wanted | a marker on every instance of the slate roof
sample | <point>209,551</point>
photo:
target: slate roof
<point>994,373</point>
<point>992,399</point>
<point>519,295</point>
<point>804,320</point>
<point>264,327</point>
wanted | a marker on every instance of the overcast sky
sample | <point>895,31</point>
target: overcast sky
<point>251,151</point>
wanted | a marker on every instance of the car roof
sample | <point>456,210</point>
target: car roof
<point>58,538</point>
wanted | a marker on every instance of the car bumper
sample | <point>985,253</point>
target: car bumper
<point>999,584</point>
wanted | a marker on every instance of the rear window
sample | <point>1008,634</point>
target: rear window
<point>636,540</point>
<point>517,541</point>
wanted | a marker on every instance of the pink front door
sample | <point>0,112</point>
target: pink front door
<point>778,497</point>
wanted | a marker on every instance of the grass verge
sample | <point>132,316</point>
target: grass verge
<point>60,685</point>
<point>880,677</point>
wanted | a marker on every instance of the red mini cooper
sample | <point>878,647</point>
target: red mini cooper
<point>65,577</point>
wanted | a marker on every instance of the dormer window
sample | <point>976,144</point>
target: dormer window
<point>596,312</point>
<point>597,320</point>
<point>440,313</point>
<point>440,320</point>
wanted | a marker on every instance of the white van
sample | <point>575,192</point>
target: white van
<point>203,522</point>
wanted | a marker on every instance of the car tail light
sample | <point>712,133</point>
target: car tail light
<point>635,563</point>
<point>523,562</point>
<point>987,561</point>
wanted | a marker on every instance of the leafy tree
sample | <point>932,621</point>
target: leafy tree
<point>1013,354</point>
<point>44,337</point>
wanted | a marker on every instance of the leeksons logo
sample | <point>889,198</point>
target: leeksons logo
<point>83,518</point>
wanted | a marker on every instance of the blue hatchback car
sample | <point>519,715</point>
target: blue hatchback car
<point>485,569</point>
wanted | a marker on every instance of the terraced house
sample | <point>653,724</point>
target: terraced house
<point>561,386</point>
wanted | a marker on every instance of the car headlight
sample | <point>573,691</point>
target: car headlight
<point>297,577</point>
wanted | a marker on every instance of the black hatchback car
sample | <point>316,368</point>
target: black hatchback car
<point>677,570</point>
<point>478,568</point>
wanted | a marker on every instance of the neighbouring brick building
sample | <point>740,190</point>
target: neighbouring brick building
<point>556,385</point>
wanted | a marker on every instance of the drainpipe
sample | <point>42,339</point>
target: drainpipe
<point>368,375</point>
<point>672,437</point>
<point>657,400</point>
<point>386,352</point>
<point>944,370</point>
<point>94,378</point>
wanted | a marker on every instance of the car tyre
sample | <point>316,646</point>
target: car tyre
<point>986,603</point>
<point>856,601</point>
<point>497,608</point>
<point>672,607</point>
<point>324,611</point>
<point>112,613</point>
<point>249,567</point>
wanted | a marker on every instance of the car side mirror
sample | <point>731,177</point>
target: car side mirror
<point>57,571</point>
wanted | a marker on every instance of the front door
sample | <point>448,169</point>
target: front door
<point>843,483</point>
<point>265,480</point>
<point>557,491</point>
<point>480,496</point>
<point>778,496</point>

★ ★ ★ ★ ★

Starting at the beginning of the records and ending at the line that contains "<point>251,151</point>", write those lines out again with "marker" swapped for "dot" and nothing else changed.

**Written response**
wanted | a dot on every instance of the slate roof
sample | <point>209,551</point>
photo:
target: slate roof
<point>994,373</point>
<point>992,399</point>
<point>519,295</point>
<point>804,320</point>
<point>264,327</point>
wanted | a dot on every instance of the overcast sky
sample | <point>895,31</point>
target: overcast sky
<point>251,151</point>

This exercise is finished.